━━━ Text segment

The purpose of incorporating channel attention is to improve the model’s focus on different channels by learning attention weights, with the core being the Squeeze-and-Excitation (SE) module. The SE module is a computational unit that can be built upon a transformation convolution operator, denoted as $F_{tr}$, which maps an input $X\ (X\in R^{H'\times W'\times C'})$ to a feature map $U\ (U\in R^{H\times W\times C} )$. In Eq. (2), $V=[v_{1},v_{2},\cdots ,v_{c} ]$ represents the collection of filter kernels, where $v_{c}$ denotes the parameters of the c-th filter. The output is denoted as $u_{c}$.

$$\begin{aligned} u_{c}=v_{c}\times X=\sum _{s=1}^{C^{'}}v^{s}_{c} \times x^{s} \end{aligned}$$

(2)

In Eq. (2), $\times $ denotes convolution, and $v_{c}$ is a two-dimensional spatial kernel. The SE module consists of two steps, squeeze and excitation, to calibrate the filter responses and provide global information. Squeeze is performed by global average pooling, which compresses the input feature map into a one-dimensional vector. This vector contains global information of the input feature map across different channels. Formally, the statistic $z \ (z\in R^{C})$ is generated by compressing the spatial dimensions $H \times W$ of U. Each $z_{c}$ is computed using Eq. (3):

$$\begin{aligned} z_{c}=F_{sq}(u_{c})=\frac{\sum _{i=1}^{H}\sum _{j=1}^{W}u_{c}(i,j)}{H\times W} \end{aligned}$$

(3)

━━━━━━
━━━ Records shown

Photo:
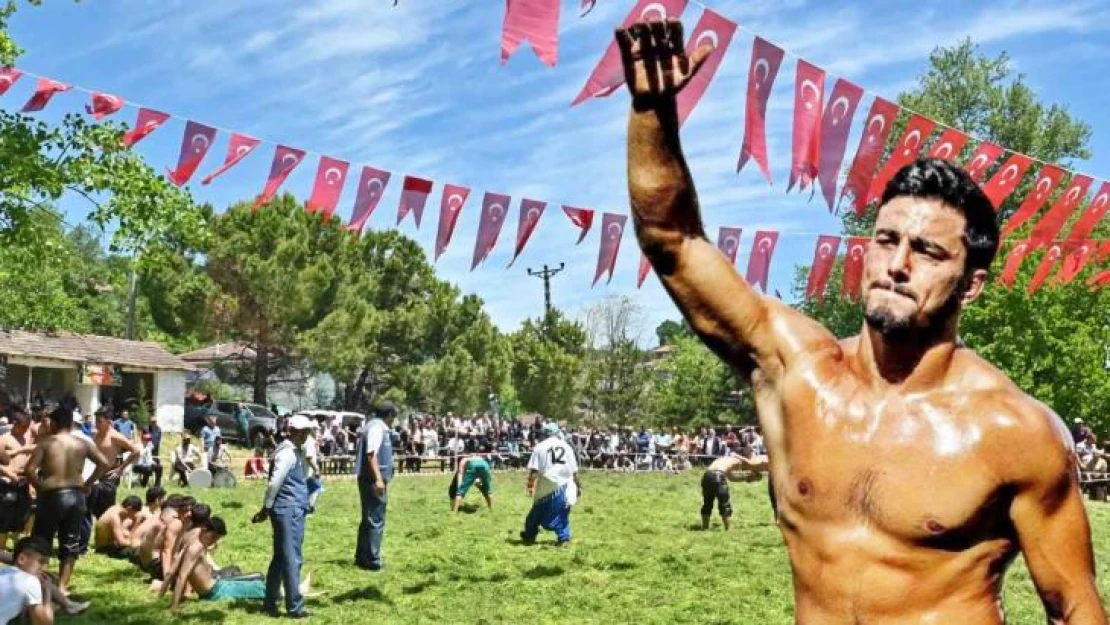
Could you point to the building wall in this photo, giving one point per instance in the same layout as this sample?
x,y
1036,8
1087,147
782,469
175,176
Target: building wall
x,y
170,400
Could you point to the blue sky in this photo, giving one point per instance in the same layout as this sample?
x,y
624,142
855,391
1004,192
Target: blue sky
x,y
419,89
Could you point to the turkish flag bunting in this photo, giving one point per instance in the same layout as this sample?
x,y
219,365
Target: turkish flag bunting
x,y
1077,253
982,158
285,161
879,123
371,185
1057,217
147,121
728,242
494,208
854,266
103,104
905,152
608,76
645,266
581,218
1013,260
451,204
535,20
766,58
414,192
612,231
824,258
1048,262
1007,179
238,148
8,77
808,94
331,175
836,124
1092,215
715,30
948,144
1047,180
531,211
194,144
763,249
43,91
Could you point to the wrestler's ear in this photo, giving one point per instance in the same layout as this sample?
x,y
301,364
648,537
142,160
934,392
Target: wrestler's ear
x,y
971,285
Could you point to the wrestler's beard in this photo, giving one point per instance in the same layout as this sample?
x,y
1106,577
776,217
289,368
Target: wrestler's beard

━━━━━━

*What you need to do*
- a) From the passage on the Squeeze-and-Excitation module, list every symbol that the text says "denotes" something or that something is "denoted as," and give what each one stands for.
- b) According to the passage on the Squeeze-and-Excitation module, what operation performs the squeeze step?
- c) Decide whether each statement agrees with the passage on the Squeeze-and-Excitation module. Answer yes or no, and quote the words of the text that decide it.
(i) The squeeze step compresses the input feature map into a one-dimensional vector.
(ii) In Eq. (2), v_c is a three-dimensional kernel.
(iii) The SE module consists of three steps.

*Results by task*
- a)
- F_tr: the transformation convolution operator.
- v_c: the parameters of the c-th filter.
- u_c: the output.
- ×: convolution.

- b) Global average pooling.

- c)
(i) Yes: "Squeeze is performed by global average pooling, which compresses the input feature map into a one-dimensional vector."
(ii) No: "is a two-dimensional spatial kernel"
(iii) No: "The SE module consists of two steps, squeeze and excitation"